### Provided passage
============

Ricky Newby, Terry Denton, Ernie Goodyear
MY 2 CENTS WORTH
A great first half, especially the two Royal Variety shows and accompanying celebrity bashing, however "one is not amused" nearly as much by the remainder of the show as the rather lengthy chase scene just doesn't have quite the same sparkle to it.

============

### Records shown
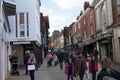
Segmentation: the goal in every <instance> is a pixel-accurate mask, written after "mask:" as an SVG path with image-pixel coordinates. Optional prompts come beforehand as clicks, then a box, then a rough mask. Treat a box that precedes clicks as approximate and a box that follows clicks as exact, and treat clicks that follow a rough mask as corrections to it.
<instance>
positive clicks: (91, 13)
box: [90, 10, 93, 19]
mask: <svg viewBox="0 0 120 80" xmlns="http://www.w3.org/2000/svg"><path fill="white" fill-rule="evenodd" d="M92 17H93V12H92V10H91V11H90V19H91V18H92Z"/></svg>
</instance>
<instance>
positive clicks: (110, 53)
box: [98, 36, 113, 60]
mask: <svg viewBox="0 0 120 80" xmlns="http://www.w3.org/2000/svg"><path fill="white" fill-rule="evenodd" d="M98 45H99V53H100V58H104V57H108V58H110V59H111V60H113V47H112V36H108V37H106V38H103V39H101V40H99V41H98Z"/></svg>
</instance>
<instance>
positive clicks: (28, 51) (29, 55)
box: [24, 50, 30, 75]
mask: <svg viewBox="0 0 120 80" xmlns="http://www.w3.org/2000/svg"><path fill="white" fill-rule="evenodd" d="M29 58H30V51H29V50H28V51H25V55H24V64H25V71H26V73H25V75H28V69H27V67H28V64H27V63H28V60H29Z"/></svg>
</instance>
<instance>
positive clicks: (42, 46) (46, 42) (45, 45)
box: [40, 13, 49, 59]
mask: <svg viewBox="0 0 120 80" xmlns="http://www.w3.org/2000/svg"><path fill="white" fill-rule="evenodd" d="M40 20H41V40H42V59H44V58H45V56H46V54H47V52H48V44H49V41H48V36H49V31H48V29H49V18H48V16H43V13H40Z"/></svg>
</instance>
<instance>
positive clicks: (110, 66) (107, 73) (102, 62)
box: [97, 58, 120, 80]
mask: <svg viewBox="0 0 120 80" xmlns="http://www.w3.org/2000/svg"><path fill="white" fill-rule="evenodd" d="M101 67H102V69H101V70H100V72H99V73H98V75H97V80H105V79H106V78H108V79H110V80H113V79H116V80H120V77H119V76H120V73H119V72H118V71H116V70H114V69H112V68H111V59H110V58H103V59H102V60H101Z"/></svg>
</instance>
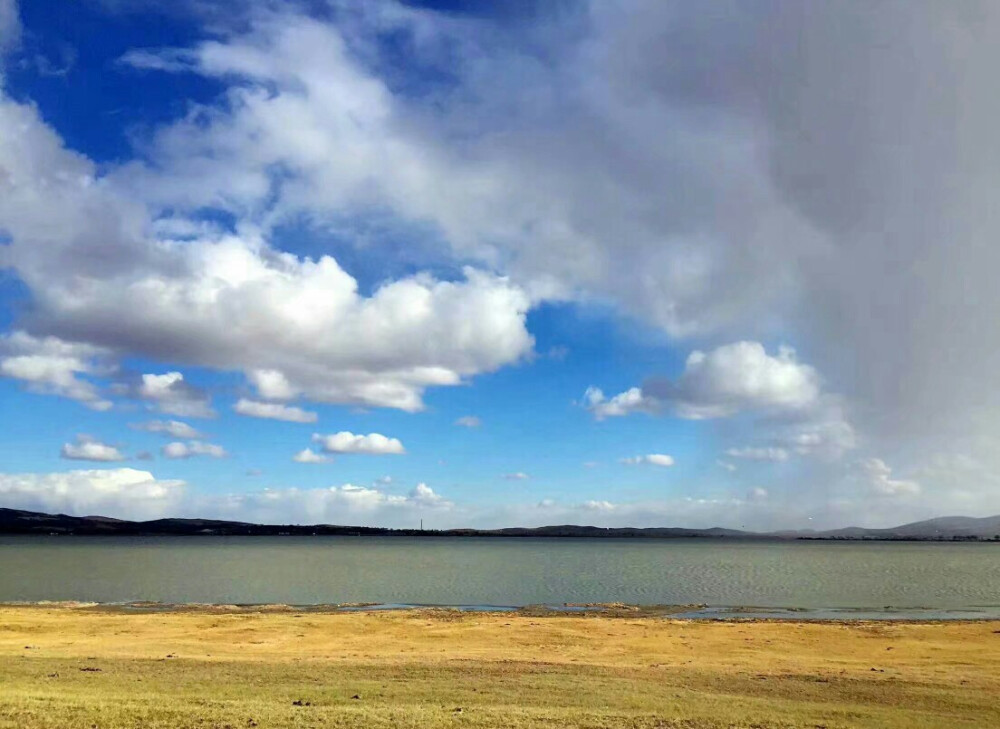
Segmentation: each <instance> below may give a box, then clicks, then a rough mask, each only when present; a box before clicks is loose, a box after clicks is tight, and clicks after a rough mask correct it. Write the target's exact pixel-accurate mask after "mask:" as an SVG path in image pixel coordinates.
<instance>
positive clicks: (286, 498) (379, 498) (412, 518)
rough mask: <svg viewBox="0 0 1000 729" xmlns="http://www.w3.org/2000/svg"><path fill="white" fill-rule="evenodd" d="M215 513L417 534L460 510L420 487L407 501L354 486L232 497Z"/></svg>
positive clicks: (219, 508) (334, 487) (276, 522)
mask: <svg viewBox="0 0 1000 729" xmlns="http://www.w3.org/2000/svg"><path fill="white" fill-rule="evenodd" d="M210 503H211V502H210ZM212 508H213V513H215V514H216V515H217V516H220V517H223V518H239V519H245V520H250V521H259V522H269V523H293V524H318V523H326V524H341V525H350V526H354V525H359V526H386V525H388V526H395V527H408V528H413V529H415V528H417V527H418V526H419V524H420V519H421V517H423V516H425V515H427V516H433V515H435V514H436V515H438V517H439V518H446V516H447V515H448V514H449V513H451V512H452V511H453V510H454V508H455V506H454V504H453V503H452V502H450V501H448V500H447V499H445V498H443V497H442V496H440V495H439V494H437V493H436V492H435V491H434V490H433V489H432V488H430V487H429V486H428V485H427V484H424V483H421V484H418V485H417V486H416V487H415V488H413V489H412V490H411V491H410V492H409V493H408V494H406V495H399V494H391V493H388V492H386V491H383V490H380V489H377V488H369V487H366V486H356V485H354V484H344V485H343V486H331V487H329V488H323V489H268V490H265V491H258V492H252V493H248V494H233V495H230V496H228V497H226V498H225V499H224V500H221V501H219V500H216V501H215V502H214V503H212Z"/></svg>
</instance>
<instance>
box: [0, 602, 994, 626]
mask: <svg viewBox="0 0 1000 729" xmlns="http://www.w3.org/2000/svg"><path fill="white" fill-rule="evenodd" d="M6 608H25V609H32V608H40V609H63V610H73V611H87V612H93V613H108V614H137V615H141V614H169V613H196V614H215V615H221V614H261V615H267V614H287V613H303V614H308V615H323V614H350V613H389V612H393V613H417V614H419V613H422V612H442V613H448V612H452V613H459V614H478V615H508V616H518V617H536V618H539V617H553V618H559V617H604V618H629V619H641V618H646V619H656V618H660V619H670V620H684V621H692V622H696V621H705V622H748V621H752V622H776V623H792V624H794V623H818V624H822V623H833V624H851V623H865V622H874V623H904V624H939V623H966V622H968V623H979V622H993V621H1000V606H993V605H985V606H969V607H962V608H925V607H893V606H886V607H882V608H857V607H852V608H815V607H810V608H802V607H775V606H752V605H736V606H729V605H707V604H689V605H636V604H628V603H621V602H612V603H561V604H540V605H431V604H417V603H379V602H348V603H315V604H295V603H199V602H180V603H174V602H157V601H143V600H137V601H126V602H92V601H80V600H39V601H7V602H0V610H3V609H6Z"/></svg>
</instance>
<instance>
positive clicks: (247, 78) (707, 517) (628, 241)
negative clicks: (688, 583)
mask: <svg viewBox="0 0 1000 729" xmlns="http://www.w3.org/2000/svg"><path fill="white" fill-rule="evenodd" d="M845 5H849V3H848V4H845ZM717 10H718V12H709V11H708V10H707V9H703V10H700V11H699V10H697V9H694V8H691V7H684V6H680V5H677V6H675V5H674V4H672V3H663V4H662V5H661V6H657V5H656V4H652V5H651V4H648V3H641V2H636V3H634V7H632V8H631V12H627V13H623V12H621V11H620V9H618V8H616V7H615V6H614V5H613V4H608V3H604V2H600V1H599V0H594V2H581V3H546V4H539V3H535V2H529V1H527V0H525V2H518V3H510V4H503V5H496V6H493V5H489V6H484V5H483V4H466V3H451V2H441V3H438V2H434V3H405V4H400V3H396V2H389V1H385V2H378V3H372V4H370V5H366V6H365V7H364V8H358V7H356V6H353V5H352V4H349V3H340V2H336V1H334V0H331V1H330V2H321V1H319V0H317V2H303V3H297V2H284V3H275V4H272V5H270V6H268V7H267V8H261V7H260V6H256V5H254V4H243V3H237V2H228V3H224V2H207V3H186V2H182V3H177V4H172V5H171V7H170V8H169V10H163V9H161V8H159V7H157V6H156V5H155V4H152V3H147V2H141V1H139V0H136V1H135V2H130V1H128V0H106V1H105V2H99V1H98V0H90V1H88V2H82V3H71V4H67V3H58V2H32V3H21V4H20V5H18V4H17V3H14V2H12V1H11V0H0V54H2V56H0V58H2V60H0V185H2V186H3V187H0V198H3V200H0V245H2V247H0V337H2V339H0V506H15V507H23V508H39V509H45V510H58V511H68V512H72V513H94V512H97V511H100V512H102V513H107V514H109V515H113V516H130V517H137V518H144V517H152V516H162V515H187V516H194V515H201V516H222V517H228V518H248V519H257V520H268V521H282V520H289V521H306V522H337V523H366V524H385V525H393V526H395V525H411V524H413V523H415V522H416V521H417V520H419V519H421V518H423V519H424V520H425V522H428V523H431V524H434V525H438V526H449V527H450V526H464V525H475V526H502V525H513V524H544V523H553V522H568V521H572V522H587V523H595V524H607V525H620V524H632V525H640V526H645V525H661V526H663V525H690V526H712V525H722V526H736V527H740V526H746V527H748V528H776V527H801V526H809V525H819V524H827V525H831V526H839V525H842V524H844V523H847V522H858V523H866V524H873V525H874V524H885V523H894V522H897V521H900V520H904V519H905V518H909V517H912V518H919V517H924V516H931V515H936V514H937V513H939V512H940V511H941V510H942V509H945V510H953V509H954V508H955V507H958V508H959V510H961V511H964V512H968V513H975V514H980V513H986V512H989V511H990V510H991V509H994V510H1000V497H998V491H997V488H996V479H995V476H994V473H995V470H994V468H993V464H992V458H993V456H992V454H993V452H994V451H995V449H994V448H993V447H992V446H993V444H994V443H995V436H994V433H995V432H997V431H996V429H995V427H994V421H995V420H996V417H995V413H996V412H998V411H1000V408H998V407H997V406H1000V403H994V402H993V399H994V398H993V396H992V394H988V395H984V393H992V392H993V391H994V388H992V387H991V384H992V378H995V377H996V375H995V374H994V373H995V369H994V368H992V367H991V365H990V363H991V362H992V361H993V360H994V359H995V357H996V353H997V347H996V346H995V343H994V342H993V341H992V338H991V337H990V336H984V335H983V334H982V332H983V331H984V329H983V327H987V328H989V325H988V323H987V322H990V321H992V320H991V319H990V318H989V317H990V316H991V315H992V313H993V312H994V311H995V310H996V309H1000V302H997V301H996V300H995V299H996V297H995V296H994V295H993V294H992V293H991V292H990V287H989V285H988V282H986V281H984V280H981V276H982V273H981V272H982V271H984V270H990V264H991V263H993V261H992V260H991V258H990V255H991V254H990V253H989V252H988V251H986V250H985V249H984V248H983V247H982V246H980V245H979V244H978V243H977V241H980V240H982V239H983V237H984V236H988V235H989V233H990V230H991V229H990V226H991V224H992V223H991V218H990V216H989V213H988V211H989V209H990V206H989V204H988V203H989V198H990V195H989V194H985V193H983V192H982V191H983V190H984V189H989V185H988V184H986V183H985V180H987V179H988V177H987V176H988V175H989V174H992V173H991V172H989V166H988V164H986V162H987V161H988V160H989V159H991V155H992V154H993V150H994V146H995V142H994V141H991V140H990V138H989V136H988V135H987V134H986V132H985V131H983V129H984V128H985V127H983V126H982V125H980V124H978V120H980V119H986V118H989V113H990V109H989V108H987V107H988V105H987V104H986V103H985V102H982V103H980V102H978V101H977V102H976V103H977V104H979V105H978V106H977V105H975V104H972V105H970V104H971V102H969V103H968V104H966V105H965V106H964V107H963V108H965V109H966V112H965V116H963V117H962V118H960V119H955V118H950V117H943V116H942V113H943V112H942V111H941V110H940V101H941V99H940V98H938V96H936V94H937V93H938V92H936V91H935V90H934V89H935V88H936V86H934V85H933V84H932V83H931V80H933V79H935V78H938V77H940V76H941V74H945V73H947V74H950V75H951V76H952V77H960V78H963V79H968V86H967V87H962V88H961V89H960V90H959V91H958V92H956V93H961V94H967V95H968V97H969V98H970V99H971V98H975V99H979V95H977V94H975V93H974V88H975V83H976V82H977V80H978V78H979V77H978V75H977V72H976V71H975V70H974V69H977V68H979V63H980V62H981V61H982V60H983V58H985V57H986V56H987V55H988V54H989V53H990V52H991V51H990V50H989V49H990V47H991V44H990V42H989V38H990V35H989V33H990V30H989V29H991V28H993V25H991V24H990V23H986V24H985V25H986V27H985V28H984V29H978V30H975V31H972V30H970V31H969V32H970V33H972V36H971V40H970V39H969V38H966V39H964V41H963V44H965V45H964V46H963V47H967V48H970V49H971V50H970V51H969V57H968V58H967V59H966V58H965V57H964V56H963V57H962V58H961V59H959V60H956V59H955V57H954V55H953V54H952V55H949V54H947V53H945V52H943V51H942V50H941V49H940V48H939V46H941V45H942V44H944V45H945V46H946V45H947V43H949V42H951V39H943V40H942V39H941V38H938V35H939V34H940V33H943V32H944V31H941V30H940V21H941V18H940V17H939V14H941V13H943V14H945V15H947V14H948V11H946V10H942V9H940V8H937V7H935V5H934V4H930V3H929V4H926V5H924V4H921V3H916V4H913V5H911V6H902V5H900V6H892V7H890V8H886V9H884V10H882V11H880V13H873V14H871V16H870V17H864V18H860V17H857V16H855V15H850V14H849V10H847V9H844V10H838V9H836V8H830V9H827V10H825V11H823V12H817V13H816V14H815V16H813V15H809V14H806V16H801V17H800V16H799V15H797V14H795V13H793V12H791V11H789V9H788V8H787V7H786V5H785V4H784V3H776V4H774V6H773V7H770V6H769V7H768V8H766V9H765V8H763V7H761V8H749V7H746V8H742V9H741V8H733V7H730V6H727V7H725V8H718V9H717ZM841 12H843V13H844V14H845V18H846V19H845V18H840V20H842V21H843V22H841V23H840V24H839V25H838V24H837V23H835V22H832V21H835V20H838V18H839V15H838V14H839V13H841ZM828 14H830V15H833V16H837V17H833V18H831V17H827V15H828ZM777 16H782V17H783V18H784V20H783V21H782V22H785V23H786V25H787V27H786V25H782V24H781V23H775V18H776V17H777ZM807 16H808V17H807ZM904 16H905V17H906V18H907V19H908V20H909V21H911V25H909V26H908V27H910V30H909V31H907V32H908V33H910V35H909V36H907V35H906V34H905V33H904V34H903V35H900V31H898V30H895V29H898V28H899V27H900V22H899V21H900V20H901V19H903V18H904ZM956 22H961V21H956ZM797 24H801V25H797ZM803 37H808V38H810V41H809V43H810V44H811V45H810V46H809V50H810V51H811V52H813V53H814V54H815V56H816V57H817V58H819V59H821V60H822V61H823V63H819V62H816V63H813V62H812V60H811V57H810V59H809V60H808V61H803V59H802V57H801V56H800V55H799V54H800V53H801V44H800V43H799V42H798V39H800V38H803ZM939 41H940V42H939ZM765 47H767V48H771V49H772V51H771V52H770V53H764V52H763V51H762V50H761V49H762V48H765ZM912 47H922V48H927V49H931V48H936V49H937V51H935V52H931V51H930V50H928V52H927V53H926V54H925V56H924V57H923V60H922V61H921V63H922V64H923V66H922V67H921V68H920V69H918V70H919V71H920V72H921V73H919V74H917V75H918V76H919V78H916V79H914V78H912V77H910V76H908V75H907V74H904V73H902V71H901V69H902V68H903V67H904V66H905V63H901V62H900V60H901V59H903V60H904V61H905V59H907V58H908V54H909V53H910V50H909V49H910V48H912ZM875 48H877V49H881V50H879V51H878V53H874V52H873V50H872V49H875ZM935 53H937V55H935ZM879 54H881V55H879ZM977 54H980V55H977ZM956 64H958V65H956ZM962 64H968V65H962ZM831 66H832V67H833V68H839V69H842V70H843V74H841V75H837V76H835V77H830V76H829V75H828V71H827V70H826V69H827V68H828V67H831ZM748 68H755V69H757V72H756V73H754V74H750V73H748V72H747V69H748ZM797 69H798V70H797ZM852 74H853V75H852ZM866 75H867V76H868V77H871V78H874V79H876V80H877V84H876V86H877V88H878V89H879V93H878V94H874V95H873V93H874V92H873V91H872V88H874V87H869V86H866V85H865V84H864V83H862V82H861V81H860V80H859V79H861V78H863V77H865V76H866ZM848 76H849V77H850V78H849V79H848ZM817 88H828V89H833V90H834V92H836V93H833V92H831V93H833V96H832V97H830V96H823V95H817V94H816V92H815V90H816V89H817ZM830 98H834V99H837V100H839V101H837V102H836V103H833V102H831V101H830ZM966 101H968V100H967V99H966ZM904 102H905V104H904ZM900 104H904V105H905V106H906V108H907V109H908V110H909V116H908V117H906V119H905V122H903V123H902V126H901V125H900V122H901V119H900V117H899V116H898V112H897V109H898V107H899V106H900ZM857 120H863V121H864V123H863V124H860V123H858V121H857ZM893 125H895V126H894V127H893ZM888 127H893V128H895V129H896V130H897V131H898V134H897V136H896V138H894V139H891V140H890V139H887V138H886V136H885V134H884V132H883V130H884V129H886V128H888ZM4 140H6V143H5V141H4ZM928 140H930V141H928ZM890 141H891V142H892V143H887V142H890ZM966 145H967V147H966ZM966 148H968V149H976V150H978V154H976V155H971V156H967V155H964V154H962V153H961V150H963V149H966ZM918 149H919V150H920V152H919V154H916V150H918ZM956 150H959V152H956ZM914 155H915V156H914ZM913 159H917V160H918V162H913V161H912V160H913ZM901 169H908V173H907V174H900V170H901ZM918 179H919V180H924V181H935V182H925V184H924V185H923V186H920V187H916V186H914V181H915V180H918ZM936 181H942V182H940V185H945V184H946V183H945V182H944V181H947V185H948V186H950V187H948V188H947V189H948V190H953V189H954V188H955V187H959V188H962V189H965V188H967V190H968V194H967V195H965V196H964V198H962V196H957V197H955V196H953V195H951V194H950V193H949V194H948V195H945V194H943V193H942V194H937V193H936V192H935V191H936V190H937V186H938V184H939V183H938V182H936ZM963 186H965V188H963ZM942 189H944V188H942ZM959 198H962V199H963V200H967V201H970V202H961V203H959V202H953V201H955V200H957V199H959ZM915 201H916V203H917V205H916V207H914V202H915ZM921 201H923V202H921ZM915 210H917V211H919V214H916V213H915ZM932 233H934V234H933V235H932ZM943 239H947V240H948V241H950V243H951V249H952V251H954V250H960V251H962V252H963V253H962V255H952V254H949V253H947V252H946V250H945V248H946V247H945V246H944V245H943V244H942V243H941V241H942V240H943ZM942 261H946V262H947V263H948V266H942V265H941V262H942ZM949 266H950V267H949ZM962 291H964V292H966V294H962V293H960V292H962ZM969 292H971V294H970V293H969ZM956 317H960V318H961V321H962V322H963V323H962V324H960V325H957V326H955V325H950V324H948V322H953V321H955V320H956ZM977 322H978V324H977ZM955 352H966V353H968V354H969V356H968V357H967V358H964V359H963V358H957V357H955V356H954V355H953V354H952V353H955ZM171 373H177V374H171ZM998 384H1000V383H998ZM265 413H266V414H267V415H270V416H271V417H261V415H262V414H265ZM274 416H277V418H276V417H274ZM462 418H466V419H467V420H465V421H461V420H460V419H462ZM469 418H474V420H468V419H469ZM170 421H174V424H173V425H172V426H169V428H170V429H172V431H173V432H172V433H164V432H162V431H163V430H164V429H166V428H168V426H166V425H164V423H168V422H170ZM462 422H464V423H465V424H464V425H463V424H461V423H462ZM157 423H159V425H157ZM194 431H197V433H194ZM337 433H340V434H342V436H343V437H340V438H339V439H327V440H322V439H321V438H318V437H314V434H319V435H322V436H325V435H333V434H337ZM345 434H346V435H345ZM373 434H374V435H373ZM375 436H378V437H377V438H375ZM352 439H353V440H352ZM386 439H388V440H386ZM393 439H395V440H393ZM395 441H398V444H396V445H395V446H393V445H389V446H387V445H386V443H387V442H390V443H395ZM345 444H346V445H345ZM324 448H325V450H324ZM305 449H310V450H309V452H308V454H306V455H303V452H304V451H305ZM392 450H404V451H405V453H389V452H386V451H392ZM351 451H353V452H351ZM296 454H298V457H297V459H295V458H293V457H295V456H296ZM304 460H311V461H314V462H308V463H307V462H302V461H304Z"/></svg>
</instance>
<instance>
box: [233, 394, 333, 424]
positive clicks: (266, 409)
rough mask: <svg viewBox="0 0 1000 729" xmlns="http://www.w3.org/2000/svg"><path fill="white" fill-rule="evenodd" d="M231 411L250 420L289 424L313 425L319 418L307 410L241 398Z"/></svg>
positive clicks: (233, 407)
mask: <svg viewBox="0 0 1000 729" xmlns="http://www.w3.org/2000/svg"><path fill="white" fill-rule="evenodd" d="M233 411H234V412H237V413H239V414H240V415H248V416H250V417H252V418H269V419H271V420H284V421H286V422H289V423H315V422H316V421H317V420H318V419H319V416H317V415H316V413H314V412H311V411H309V410H303V409H302V408H299V407H294V406H291V405H284V404H282V403H274V402H260V401H258V400H247V399H246V398H243V397H241V398H240V399H239V400H237V402H236V404H235V405H233Z"/></svg>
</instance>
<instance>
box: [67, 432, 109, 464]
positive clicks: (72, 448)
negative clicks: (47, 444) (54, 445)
mask: <svg viewBox="0 0 1000 729" xmlns="http://www.w3.org/2000/svg"><path fill="white" fill-rule="evenodd" d="M59 454H60V455H61V456H62V457H63V458H66V459H69V460H73V461H124V460H125V456H124V455H122V452H121V451H120V450H118V448H116V447H115V446H111V445H108V444H106V443H102V442H101V441H99V440H95V439H94V438H91V437H90V436H87V435H78V436H77V437H76V443H64V444H63V447H62V449H61V450H60V452H59Z"/></svg>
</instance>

============

### Task item
In the review headed "My 2 Cents Worth," what makes the remainder of the show less amusing than the first half?

### Output of the exercise
The rather lengthy chase scene doesn't have quite the same sparkle.